[START EXCERPTED DATA]

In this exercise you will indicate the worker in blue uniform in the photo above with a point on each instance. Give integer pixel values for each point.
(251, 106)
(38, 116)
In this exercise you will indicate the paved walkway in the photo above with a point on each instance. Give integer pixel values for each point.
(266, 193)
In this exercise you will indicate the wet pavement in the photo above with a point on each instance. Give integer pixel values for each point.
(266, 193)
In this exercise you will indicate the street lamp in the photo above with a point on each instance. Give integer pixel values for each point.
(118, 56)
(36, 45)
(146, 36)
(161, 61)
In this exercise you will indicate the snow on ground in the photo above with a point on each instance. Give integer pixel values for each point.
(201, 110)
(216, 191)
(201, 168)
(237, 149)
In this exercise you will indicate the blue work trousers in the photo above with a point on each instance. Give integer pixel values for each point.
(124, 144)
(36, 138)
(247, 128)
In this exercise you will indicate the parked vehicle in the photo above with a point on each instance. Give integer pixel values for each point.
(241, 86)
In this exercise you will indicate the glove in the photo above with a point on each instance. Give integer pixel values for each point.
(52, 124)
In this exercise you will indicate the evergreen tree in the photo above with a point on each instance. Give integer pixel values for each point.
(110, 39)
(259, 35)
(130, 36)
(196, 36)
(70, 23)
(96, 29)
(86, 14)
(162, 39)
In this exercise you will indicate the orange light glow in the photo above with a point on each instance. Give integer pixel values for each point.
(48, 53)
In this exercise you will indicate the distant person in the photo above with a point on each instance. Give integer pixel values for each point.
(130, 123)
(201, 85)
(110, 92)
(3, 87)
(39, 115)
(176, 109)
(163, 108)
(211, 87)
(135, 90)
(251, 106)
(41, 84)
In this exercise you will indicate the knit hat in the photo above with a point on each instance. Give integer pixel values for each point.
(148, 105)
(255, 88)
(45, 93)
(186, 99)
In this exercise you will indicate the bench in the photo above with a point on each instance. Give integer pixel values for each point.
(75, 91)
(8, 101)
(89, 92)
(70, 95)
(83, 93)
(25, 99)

[END EXCERPTED DATA]

## WHAT YOU HAVE TO DO
In the records above, change every "In this exercise" to "In this task" and leave everything else in each line as it is.

## ANSWER BELOW
In this task you will indicate the worker in blue uniform in the photo above with a point on each instance. Give integer pixel values for each point.
(251, 106)
(38, 116)
In this task you will indicate the paved walkway in the photo above with a point on each instance. Give integer pixel values for each point.
(266, 193)
In this task you will indicate the wet pavement in the photo above with a point on each instance. Give integer pixel values for each point.
(266, 193)
In this task you will indicate the street lamp in the photo above with a point on each instance. Give integer pixel values for each point.
(118, 56)
(36, 45)
(146, 36)
(161, 61)
In this task you will indicate the snow on ground in the photo above with a point on each instance. Give integer pixel values for each point.
(201, 110)
(216, 191)
(201, 168)
(237, 149)
In this task you will indicate the blue work trousers in the photo above with a point on each instance. Give integer pixel values for each point.
(124, 144)
(36, 138)
(247, 128)
In this task you will indicate the parked vehicle in the photo above with a point on each instance. Give integer pixel values for each point.
(241, 86)
In this task you will indicate the glove in the photo above with a point on each instance. Give integer pixel values for each point.
(52, 124)
In this task you will indicate the evergreen tree in the photo above with a point on each instance. Give integer pixel values for each point.
(110, 39)
(259, 35)
(130, 36)
(196, 36)
(70, 23)
(96, 29)
(86, 14)
(162, 39)
In this task you will indicate the orange light glow in the photo above with a point on each instance. Give integer pixel values for each point.
(48, 53)
In this task you will indicate the distant person in the photo above with a point on each instance. Give integer pixel values for each point.
(130, 123)
(201, 85)
(110, 92)
(3, 87)
(39, 115)
(176, 109)
(163, 108)
(211, 87)
(135, 90)
(251, 106)
(41, 84)
In this task you will indicate the knit hat in the photo above with a point on each instance. Give integer pixel values for each point.
(148, 105)
(255, 88)
(45, 93)
(186, 99)
In this task you will indicate the bench in the photo above with a point on each instance. Give integer pixel values for each point.
(75, 91)
(8, 101)
(89, 92)
(70, 95)
(83, 93)
(25, 99)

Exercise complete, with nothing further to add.